* **EXTRACTED TEXT**:
Last Updated on Thursday, 23 January 2020, 17:18 by Writer

President of the Tourism and Hospitality Association of Guyana (THAG), Mitra Ramkumar addressing staff and students of Carnegie School of Economics.

President of the Tourism and Hospitality Association of Guyana (THAG), Mitra Ramkumar says the emerging oil and gas sector is boosting hotel occupancy, even as his organisation is preparing to give graduates of Carnegie School of Home Economics internship and job opportunities.

Ramkumar, in an address to mark the reopening of Carnegie’s Hibiscus Restaurant for the new school term, noted that almost all the major hotels are fully booked by guests who are coming to Guyana in connection with the oil and gas sector.

“Tourism and oil mesh well. They support each other in that I can tell you…All of the major hotels in Georgetown…are either full or in their eighty percent occupancy and that is an off-spin from the oil and gas and that is what I am talking about when I say the two industries complement each other,” said Ramkumar.

Those hotels, he said, include the Marriott, Pegasus, Duke Lodge, Cara Lodge, Grand Coastal and Herdmanston Lodge.

The THAG President cites the high occupancy rate to point out that all Guyanese cannot work on the offshore oil rigs. He told students and staff of the Carnegie School of Home Economics that they are poised to gear up for the spin-off from the oil and gas sector. Mr Kumar says THAG will be keeping a register of graduates from Carnegie for internships and vacancies in the hospitality sector.

* **INFORMATION SUPPLIED**:

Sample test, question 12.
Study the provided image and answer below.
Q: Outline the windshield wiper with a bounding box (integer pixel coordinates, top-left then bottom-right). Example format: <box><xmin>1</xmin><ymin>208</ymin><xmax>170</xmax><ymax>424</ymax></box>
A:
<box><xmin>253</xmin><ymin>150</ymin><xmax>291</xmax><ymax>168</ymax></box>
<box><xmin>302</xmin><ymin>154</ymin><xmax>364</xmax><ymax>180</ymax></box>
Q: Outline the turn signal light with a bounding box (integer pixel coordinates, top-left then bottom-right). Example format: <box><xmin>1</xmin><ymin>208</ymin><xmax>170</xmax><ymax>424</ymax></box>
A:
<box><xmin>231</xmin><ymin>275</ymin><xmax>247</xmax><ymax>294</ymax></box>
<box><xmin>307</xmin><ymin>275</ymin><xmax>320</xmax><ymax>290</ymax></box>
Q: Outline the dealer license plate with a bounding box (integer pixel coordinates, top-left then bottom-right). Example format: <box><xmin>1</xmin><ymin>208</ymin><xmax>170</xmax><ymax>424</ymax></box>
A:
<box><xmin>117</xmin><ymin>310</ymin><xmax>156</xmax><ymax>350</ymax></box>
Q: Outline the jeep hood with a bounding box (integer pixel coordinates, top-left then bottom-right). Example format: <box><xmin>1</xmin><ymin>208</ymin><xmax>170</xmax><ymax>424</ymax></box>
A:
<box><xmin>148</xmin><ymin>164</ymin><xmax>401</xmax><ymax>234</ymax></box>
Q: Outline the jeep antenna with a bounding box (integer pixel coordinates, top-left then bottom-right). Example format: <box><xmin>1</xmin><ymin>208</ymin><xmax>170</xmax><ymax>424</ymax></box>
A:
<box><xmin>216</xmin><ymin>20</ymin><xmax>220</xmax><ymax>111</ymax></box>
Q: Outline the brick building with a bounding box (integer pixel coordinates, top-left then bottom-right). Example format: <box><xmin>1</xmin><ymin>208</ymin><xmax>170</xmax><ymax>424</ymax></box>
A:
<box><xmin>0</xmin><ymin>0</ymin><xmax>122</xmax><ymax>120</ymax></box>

* **TASK**:
Carry on the article about oil and gas boosting hotel occupancy in Guyana from where it stops, picking up after its last sentence. The listing is separate material and has no connection to the article.

* **RESPONSE TO THIS EXERCISE**:
“The Tourism and Hospitality Association of Guyana is working with Carnegie in developing attachments and so when you come to do a programme, you will not only be able to do the theory but then you’ll have an attachment at a hotel, at a restaurant to get that practical, grounded experience.

“Another aspect of it – we’ll be developing a database of persons that would have come and done training at Carnegie and so, as the need arises, from our members and operators in the industry, they will now reach out to these persons who had been trained,” said Ramkumar.

Sections of the private sector and the political opposition have been railing against Trinidad and Tobago companies and other extra-regional providers who have been coming here at the expenses of trained Guyanese.

Guyana is yet to adopt a local content policy.